Beginning at the line containing "Target: railway track", output every line to the end of the data below exactly as it appears.

#### DATA PROVIDED

========================================

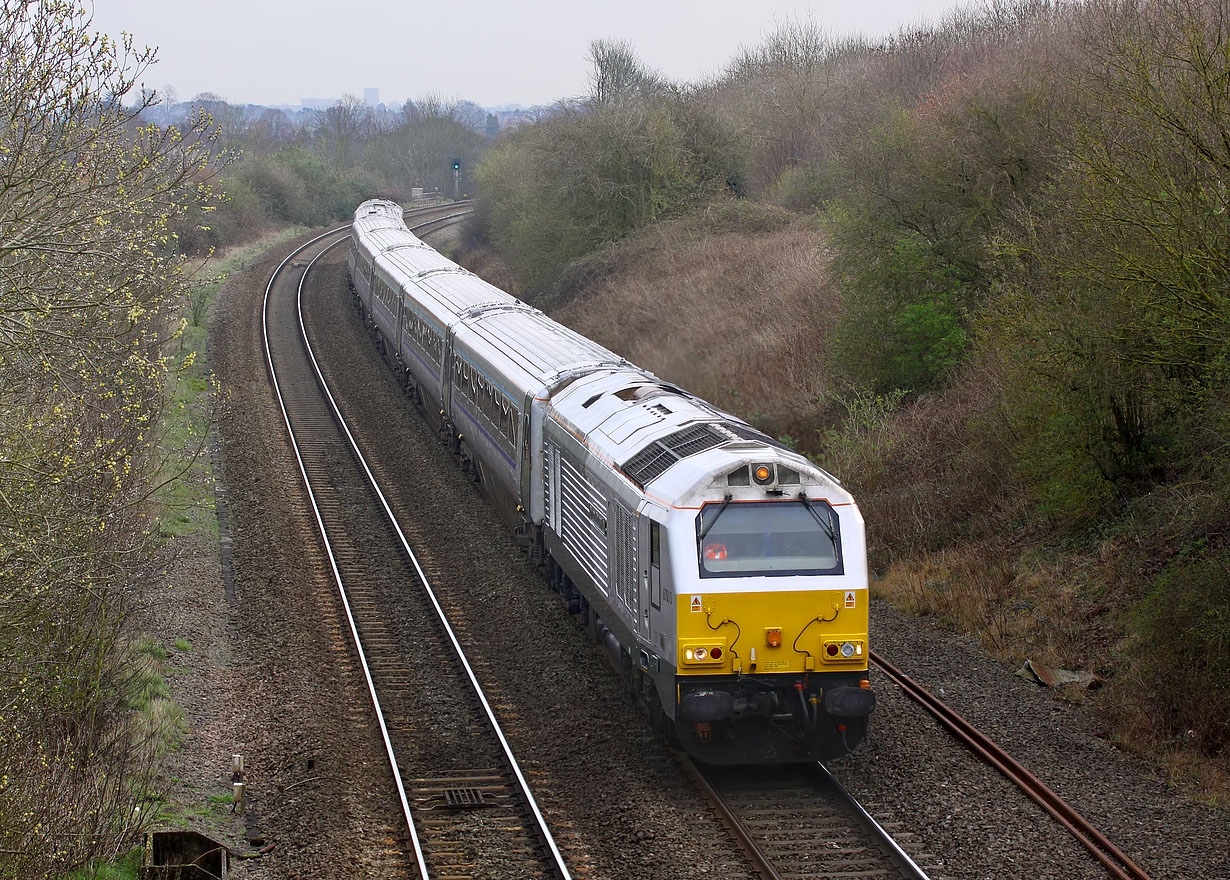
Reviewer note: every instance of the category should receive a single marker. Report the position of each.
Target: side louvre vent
(656, 459)
(624, 569)
(583, 521)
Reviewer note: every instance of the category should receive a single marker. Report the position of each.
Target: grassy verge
(186, 497)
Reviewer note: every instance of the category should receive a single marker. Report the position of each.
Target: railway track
(468, 808)
(797, 821)
(465, 806)
(1112, 858)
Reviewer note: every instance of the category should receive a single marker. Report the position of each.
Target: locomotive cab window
(768, 538)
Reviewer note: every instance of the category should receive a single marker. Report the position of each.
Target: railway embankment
(268, 677)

========================================

#### SOLUTION FOR THIS EXERCISE
Target: railway track
(468, 808)
(797, 821)
(465, 806)
(1112, 858)
Reviewer note: every instance of the category should receive a single marker. Report the position of each.
Target: locomotive cab window
(768, 538)
Reviewer note: every instance of the category should receive a single marker. Report the position of each.
Target: railway embankment
(268, 677)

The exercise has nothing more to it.